[BEGIN RECORDS FOR THIS EXERCISE]
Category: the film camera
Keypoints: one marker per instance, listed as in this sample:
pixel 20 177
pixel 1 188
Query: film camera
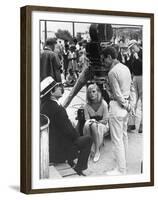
pixel 101 35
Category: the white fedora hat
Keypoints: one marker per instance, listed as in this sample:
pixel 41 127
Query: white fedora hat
pixel 47 85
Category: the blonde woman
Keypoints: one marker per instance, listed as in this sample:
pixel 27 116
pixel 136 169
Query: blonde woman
pixel 96 116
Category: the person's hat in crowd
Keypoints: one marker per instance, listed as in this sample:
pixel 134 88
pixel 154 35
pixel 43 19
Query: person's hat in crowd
pixel 73 47
pixel 47 85
pixel 123 45
pixel 131 43
pixel 50 41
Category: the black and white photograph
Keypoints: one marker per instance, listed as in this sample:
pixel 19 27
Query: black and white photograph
pixel 91 99
pixel 91 105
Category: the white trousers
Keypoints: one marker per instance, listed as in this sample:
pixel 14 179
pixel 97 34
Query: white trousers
pixel 118 119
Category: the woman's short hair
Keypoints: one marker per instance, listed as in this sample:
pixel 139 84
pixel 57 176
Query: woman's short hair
pixel 99 95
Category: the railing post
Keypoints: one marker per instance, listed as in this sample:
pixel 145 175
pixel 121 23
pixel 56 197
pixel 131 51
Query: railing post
pixel 44 146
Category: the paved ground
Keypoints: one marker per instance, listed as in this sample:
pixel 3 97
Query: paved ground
pixel 106 161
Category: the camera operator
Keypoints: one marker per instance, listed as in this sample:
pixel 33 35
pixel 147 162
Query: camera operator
pixel 120 83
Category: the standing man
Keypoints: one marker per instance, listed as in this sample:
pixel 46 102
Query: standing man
pixel 65 144
pixel 49 61
pixel 120 84
pixel 136 67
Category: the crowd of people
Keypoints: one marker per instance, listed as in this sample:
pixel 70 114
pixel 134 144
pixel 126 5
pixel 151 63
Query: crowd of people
pixel 124 65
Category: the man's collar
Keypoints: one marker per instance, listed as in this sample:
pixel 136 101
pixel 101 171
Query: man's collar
pixel 47 48
pixel 54 99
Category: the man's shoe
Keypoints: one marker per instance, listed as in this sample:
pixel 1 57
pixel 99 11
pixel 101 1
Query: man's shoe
[END RECORDS FOR THIS EXERCISE]
▸ WHAT THE TASK REQUIRES
Write out all the records again with "one marker per instance" replaced by "a single point for each instance" and nothing else changed. Leave the pictures out.

▸ FINISHED EXERCISE
Category: the film camera
Keypoints: a single point for each instance, listed as in this sample:
pixel 20 177
pixel 1 188
Query: film camera
pixel 101 35
Category: the white fedora hat
Keypoints: a single point for each instance, listed as in this sample:
pixel 41 127
Query: white fedora hat
pixel 47 85
Category: the blonde woman
Keypoints: a single point for each instance, listed as in this sample:
pixel 27 116
pixel 136 169
Query: blonde woman
pixel 96 116
Category: the person's hat in crowd
Keypoints: a single point for each instance, listed as in this sample:
pixel 134 88
pixel 154 35
pixel 43 19
Query: person's hat in crowd
pixel 73 47
pixel 47 85
pixel 123 45
pixel 131 43
pixel 50 41
Category: the black and white photograph
Keypoints: a single point for each instance, listed as in this sample:
pixel 19 27
Query: black and white photograph
pixel 91 99
pixel 91 105
Category: the white trousers
Keypoints: a single point for each instance, listed as in this sample:
pixel 14 179
pixel 97 34
Query: white trousers
pixel 118 119
Category: the woman's short hair
Keypoints: a single point for each instance, listed as in this sample:
pixel 139 84
pixel 57 176
Query: woman's short hair
pixel 99 95
Category: the railing post
Keypoints: a single point for each instance, listed as in this sample:
pixel 145 175
pixel 121 23
pixel 56 197
pixel 131 51
Query: railing post
pixel 44 146
Category: the paved ground
Keypoints: a single point for each instance, listed as in this sample:
pixel 3 97
Query: paved ground
pixel 106 161
Category: the camera operator
Keypoints: a single point for each instance, listed as in this sample:
pixel 33 35
pixel 147 162
Query: camera operator
pixel 120 83
Category: the standing man
Keypoints: a single point for each instance, listed as in this sample:
pixel 46 102
Query: standing man
pixel 65 144
pixel 49 61
pixel 120 84
pixel 136 67
Category: the crowd of people
Keypoints: a single point for each instance, listed as in this sample:
pixel 70 114
pixel 134 144
pixel 126 5
pixel 151 63
Query: crowd of people
pixel 124 65
Category: the man's collar
Keypoints: a single point for each instance, listed as in this sample:
pixel 136 101
pixel 101 171
Query: man's collar
pixel 47 48
pixel 54 99
Category: the man's shoe
Keypoints: a single point for each instance, listed as in this sample:
pixel 1 57
pixel 99 11
pixel 101 1
Query: man's shoe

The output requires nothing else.